*** Records to process

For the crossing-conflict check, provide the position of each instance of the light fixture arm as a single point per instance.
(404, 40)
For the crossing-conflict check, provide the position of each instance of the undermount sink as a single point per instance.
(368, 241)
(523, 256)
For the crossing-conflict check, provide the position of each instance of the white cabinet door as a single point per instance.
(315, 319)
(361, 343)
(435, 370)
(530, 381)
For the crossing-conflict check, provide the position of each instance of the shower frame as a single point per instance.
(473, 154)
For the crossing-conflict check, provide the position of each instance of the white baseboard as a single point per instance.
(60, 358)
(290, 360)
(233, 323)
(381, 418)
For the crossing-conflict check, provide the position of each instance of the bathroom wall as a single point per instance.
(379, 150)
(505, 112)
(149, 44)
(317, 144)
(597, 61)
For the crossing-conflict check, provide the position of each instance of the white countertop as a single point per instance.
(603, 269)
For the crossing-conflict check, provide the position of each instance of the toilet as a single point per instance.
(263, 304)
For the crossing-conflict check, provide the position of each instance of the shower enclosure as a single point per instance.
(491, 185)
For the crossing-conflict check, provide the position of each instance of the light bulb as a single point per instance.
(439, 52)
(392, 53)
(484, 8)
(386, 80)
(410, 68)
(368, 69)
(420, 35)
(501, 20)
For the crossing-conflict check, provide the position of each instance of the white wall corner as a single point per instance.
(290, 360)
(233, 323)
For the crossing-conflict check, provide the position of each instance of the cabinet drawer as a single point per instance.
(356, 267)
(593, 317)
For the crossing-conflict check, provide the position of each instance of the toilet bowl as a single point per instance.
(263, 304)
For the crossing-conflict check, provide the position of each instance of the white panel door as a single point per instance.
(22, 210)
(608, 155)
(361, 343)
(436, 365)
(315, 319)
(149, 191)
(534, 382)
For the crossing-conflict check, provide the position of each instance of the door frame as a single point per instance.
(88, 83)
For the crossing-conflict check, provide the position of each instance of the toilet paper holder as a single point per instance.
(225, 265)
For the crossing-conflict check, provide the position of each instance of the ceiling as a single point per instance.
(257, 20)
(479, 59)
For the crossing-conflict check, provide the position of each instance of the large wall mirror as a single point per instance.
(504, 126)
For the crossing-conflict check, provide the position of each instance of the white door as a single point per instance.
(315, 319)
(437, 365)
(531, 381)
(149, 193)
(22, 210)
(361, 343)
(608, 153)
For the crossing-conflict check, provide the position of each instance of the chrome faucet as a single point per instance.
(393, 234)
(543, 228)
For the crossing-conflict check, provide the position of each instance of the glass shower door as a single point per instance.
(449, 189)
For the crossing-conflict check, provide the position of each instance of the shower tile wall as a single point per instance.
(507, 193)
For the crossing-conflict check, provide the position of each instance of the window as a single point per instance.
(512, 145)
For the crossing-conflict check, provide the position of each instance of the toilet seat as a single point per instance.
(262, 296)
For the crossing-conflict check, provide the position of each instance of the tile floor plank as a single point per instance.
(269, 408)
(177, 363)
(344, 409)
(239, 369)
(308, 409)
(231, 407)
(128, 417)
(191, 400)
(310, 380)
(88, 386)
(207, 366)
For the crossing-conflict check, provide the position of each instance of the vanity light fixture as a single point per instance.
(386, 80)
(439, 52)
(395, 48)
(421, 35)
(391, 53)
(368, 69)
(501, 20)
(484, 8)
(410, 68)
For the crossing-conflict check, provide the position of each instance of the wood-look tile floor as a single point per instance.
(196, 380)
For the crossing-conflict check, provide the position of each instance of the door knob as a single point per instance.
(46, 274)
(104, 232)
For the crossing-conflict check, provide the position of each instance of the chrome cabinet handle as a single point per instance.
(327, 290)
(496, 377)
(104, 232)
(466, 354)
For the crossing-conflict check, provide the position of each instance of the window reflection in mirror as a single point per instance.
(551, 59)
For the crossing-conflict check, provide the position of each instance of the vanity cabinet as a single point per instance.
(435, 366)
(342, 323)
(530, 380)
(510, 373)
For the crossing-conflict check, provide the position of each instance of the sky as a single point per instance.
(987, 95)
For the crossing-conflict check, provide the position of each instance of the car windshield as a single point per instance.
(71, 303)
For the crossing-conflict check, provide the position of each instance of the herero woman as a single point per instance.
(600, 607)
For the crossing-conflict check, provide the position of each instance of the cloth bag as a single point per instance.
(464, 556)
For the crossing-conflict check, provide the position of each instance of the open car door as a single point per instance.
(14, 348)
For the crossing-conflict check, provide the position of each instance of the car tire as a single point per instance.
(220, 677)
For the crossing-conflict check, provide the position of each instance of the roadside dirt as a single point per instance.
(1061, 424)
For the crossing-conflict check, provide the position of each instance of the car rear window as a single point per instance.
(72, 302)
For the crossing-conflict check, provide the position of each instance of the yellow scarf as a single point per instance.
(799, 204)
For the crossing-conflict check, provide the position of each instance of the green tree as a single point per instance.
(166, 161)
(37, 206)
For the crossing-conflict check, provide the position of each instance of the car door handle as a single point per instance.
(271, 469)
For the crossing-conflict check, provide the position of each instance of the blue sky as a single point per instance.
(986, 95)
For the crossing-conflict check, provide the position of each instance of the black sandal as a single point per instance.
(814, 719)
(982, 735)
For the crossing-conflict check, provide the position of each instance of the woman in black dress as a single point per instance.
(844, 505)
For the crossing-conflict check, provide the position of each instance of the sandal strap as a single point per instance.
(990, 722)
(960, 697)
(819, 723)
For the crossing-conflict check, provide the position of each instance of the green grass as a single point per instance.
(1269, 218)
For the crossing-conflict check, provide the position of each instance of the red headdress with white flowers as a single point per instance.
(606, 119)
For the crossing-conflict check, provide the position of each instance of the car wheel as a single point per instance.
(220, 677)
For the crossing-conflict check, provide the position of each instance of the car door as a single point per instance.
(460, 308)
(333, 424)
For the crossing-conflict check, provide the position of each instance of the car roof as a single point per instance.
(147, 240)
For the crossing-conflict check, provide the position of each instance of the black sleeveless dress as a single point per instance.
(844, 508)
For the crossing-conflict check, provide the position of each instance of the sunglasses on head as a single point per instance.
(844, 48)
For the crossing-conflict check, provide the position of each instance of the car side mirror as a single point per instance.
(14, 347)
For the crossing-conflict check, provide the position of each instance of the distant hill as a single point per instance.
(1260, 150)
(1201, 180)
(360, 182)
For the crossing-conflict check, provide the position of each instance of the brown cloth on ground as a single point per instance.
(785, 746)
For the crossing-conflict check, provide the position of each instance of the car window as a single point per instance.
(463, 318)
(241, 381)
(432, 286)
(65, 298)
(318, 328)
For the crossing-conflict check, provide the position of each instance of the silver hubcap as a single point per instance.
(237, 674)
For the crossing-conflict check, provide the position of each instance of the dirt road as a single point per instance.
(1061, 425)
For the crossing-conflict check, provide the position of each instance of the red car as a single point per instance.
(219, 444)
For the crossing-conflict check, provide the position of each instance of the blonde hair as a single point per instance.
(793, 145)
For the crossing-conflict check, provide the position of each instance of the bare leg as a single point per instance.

******

__Problem to work on__
Would you please write the entries out again in full, exactly as given?

__Exercise response__
For the crossing-conflict check, provide the position of each instance of the light fixture arm as a single point per instance.
(404, 40)
For the crossing-conflict check, provide the position of each instance of the undermount sink as a single point per instance.
(368, 241)
(523, 256)
For the crossing-conflict check, provide the position of each instance of the white cabinet door as a single point per instance.
(315, 319)
(361, 343)
(435, 370)
(530, 381)
For the crossing-conflict check, provide the position of each instance of the shower frame as a single point per instance.
(473, 154)
For the crossing-conflict check, provide the position of each instance of the white baseboard as a single point per instance.
(60, 358)
(290, 360)
(233, 323)
(381, 418)
For the crossing-conflict check, provide the position of each instance of the bathroom wall as a single point per instance.
(379, 150)
(505, 112)
(149, 44)
(317, 144)
(597, 61)
For the crossing-conflict check, provide the position of each instance of the white countertop as a single point per instance.
(603, 269)
For the crossing-conflict check, provide the position of each instance of the toilet as a single point per instance.
(263, 304)
For the crossing-conflict check, provide the position of each instance of the shower enclosure as a single point per instance.
(491, 185)
For the crossing-conflict check, provide the position of each instance of the light bulb as a single point per instance.
(439, 52)
(392, 53)
(484, 8)
(386, 80)
(410, 68)
(368, 69)
(420, 35)
(501, 20)
For the crossing-conflict check, provide the position of each instance of the white wall corner as a single point per instance.
(290, 360)
(233, 323)
For the crossing-conflict check, provide the position of each instance of the cabinet drawer as a single point per instance.
(356, 267)
(593, 317)
For the crossing-conflict check, provide the position of each instance of the toilet bowl as a single point per instance.
(263, 304)
For the crossing-conflict check, provide the position of each instance of the white panel door as a single point per instance.
(22, 210)
(608, 155)
(361, 343)
(436, 365)
(315, 319)
(149, 191)
(534, 382)
For the crossing-conflict check, provide the position of each instance of the door frame as a single point per instance.
(88, 83)
For the crossing-conflict check, provide the position of each instance of the toilet paper holder as a single point per instance.
(225, 265)
For the crossing-conflict check, provide the position of each instance of the ceiling as a single point per instance.
(257, 20)
(479, 59)
For the crossing-conflict check, provide the position of each instance of the large wall mirror as a single point per instance.
(504, 126)
For the crossing-conflict check, provide the position of each instance of the white door as a single point per instance.
(315, 319)
(437, 365)
(531, 381)
(149, 193)
(22, 210)
(361, 343)
(608, 153)
For the crossing-conflict check, provide the position of each instance of the chrome faucet as a single point per instance.
(393, 234)
(543, 228)
For the crossing-conflict check, provide the position of each instance of the glass shower door as a single point per instance.
(449, 189)
For the crossing-conflict check, provide the position of each instance of the shower tile wall as a single point per instance.
(507, 193)
For the crossing-conflict check, provide the position of each instance of the window as a single point per instance.
(512, 145)
For the crossing-conflict check, provide the position of each instance of the toilet seat as a single point per instance.
(262, 296)
For the crossing-conflict check, provide the position of each instance of the tile floor plank as a single point per instance.
(269, 408)
(177, 363)
(344, 409)
(239, 369)
(308, 409)
(231, 407)
(128, 417)
(191, 400)
(310, 380)
(88, 386)
(207, 366)
For the crossing-conflict check, provide the position of each instance of the vanity light fixture as a single point per instance.
(386, 80)
(439, 52)
(395, 48)
(421, 35)
(391, 53)
(368, 69)
(501, 20)
(484, 8)
(410, 68)
For the crossing-conflict check, provide the position of each instance of the wood-look tile floor as a single point per instance.
(196, 380)
For the crossing-conflict check, provide the position of each instance of the door knob as a single point per instance.
(46, 274)
(104, 232)
For the crossing-conflict check, provide the position of each instance of the chrome cabinet handle as a single point per instance.
(327, 290)
(496, 377)
(104, 232)
(466, 354)
For the crossing-conflict check, provide the position of each instance of the window reflection in mirror as a single point per instance.
(551, 59)
For the crossing-conflict check, provide the position of each instance of the vanity cabinet as a single point per instance.
(435, 366)
(342, 323)
(530, 380)
(510, 373)
For the crossing-conflict check, provide the position of each instance of the sky as a single point per instance.
(987, 95)
For the crossing-conflict check, provide the position of each instance of the car windshield as a single point per instance.
(71, 303)
For the crossing-conflict check, provide the position of each instance of the herero woman as a single point per instance.
(600, 607)
For the crossing-conflict check, provide the position of each instance of the cloth bag as a single point per instance.
(464, 556)
For the crossing-conflict check, provide the position of each instance of the open car door as a single point per instance.
(14, 348)
For the crossing-conflict check, provide the position of each instance of the car tire as a single point per instance.
(220, 677)
For the crossing-conflict check, provide the position of each instance of the roadside dirt as a single point per instance.
(1061, 424)
For the crossing-conflict check, provide the position of each instance of the car rear window as a single point per instance.
(72, 302)
For the crossing-conflict check, provide the position of each instance of the yellow scarf as a single point per instance.
(799, 204)
For the crossing-conflict check, provide the position of each instance of the green tree as a single point per instance.
(166, 161)
(37, 206)
For the crossing-conflict check, provide the position of each instance of the car door handle as a single point per instance.
(271, 469)
For the crossing-conflict check, provide the position of each instance of the blue sky as a single point per instance.
(986, 95)
For the crossing-conflict check, provide the position of each instance of the black sandal as a single point per instance.
(814, 719)
(982, 735)
For the crossing-conflict check, provide the position of each instance of the woman in black dress as a single point per instance.
(844, 505)
For the crossing-conflict check, provide the position of each instance of the sandal strap as a single point per instance.
(990, 722)
(960, 697)
(819, 723)
For the crossing-conflict check, provide the position of each instance of the green grass as a single point per instance.
(1269, 218)
For the crossing-conflict check, provide the position of each instance of the red headdress with white flowers as a single point per instance.
(606, 119)
For the crossing-conflict check, provide the position of each instance of the car wheel as a single point per instance.
(220, 677)
For the crossing-conflict check, provide the position of each instance of the car door as a single point per instance.
(460, 308)
(333, 424)
For the crossing-conflict check, provide the position of each instance of the car roof as a single point per instance.
(147, 240)
For the crossing-conflict check, provide the position of each instance of the black sleeveless dress as a single point per instance.
(844, 508)
For the crossing-conflict check, provide the position of each instance of the sunglasses on head as a single point per instance.
(844, 48)
For the crossing-conflict check, provide the position of each instance of the car side mirror as a single point per instance.
(14, 347)
For the crossing-conflict check, provide the position of each instance of the distant hill as a single point per instance.
(1260, 150)
(1201, 180)
(360, 182)
For the crossing-conflict check, provide the position of each instance of the brown cloth on ground as a single point per instance.
(785, 746)
For the crossing-conflict check, provide the position of each instance of the car window as a single point per instance.
(463, 318)
(241, 381)
(432, 286)
(65, 298)
(318, 328)
For the crossing-conflict check, provide the position of each instance of the silver hubcap as a single point per instance.
(237, 674)
For the crossing-conflict check, provide the position of each instance of the dirt road as a single point per instance.
(1061, 425)
For the crossing-conflict check, provide the position of each instance of the red car as a single point per instance.
(219, 444)
For the crossing-conflict check, provide the position of each instance of the blonde hair as a single point per instance.
(793, 145)
For the crossing-conflict check, provide the position of each instance of the bare leg as a single point per instance.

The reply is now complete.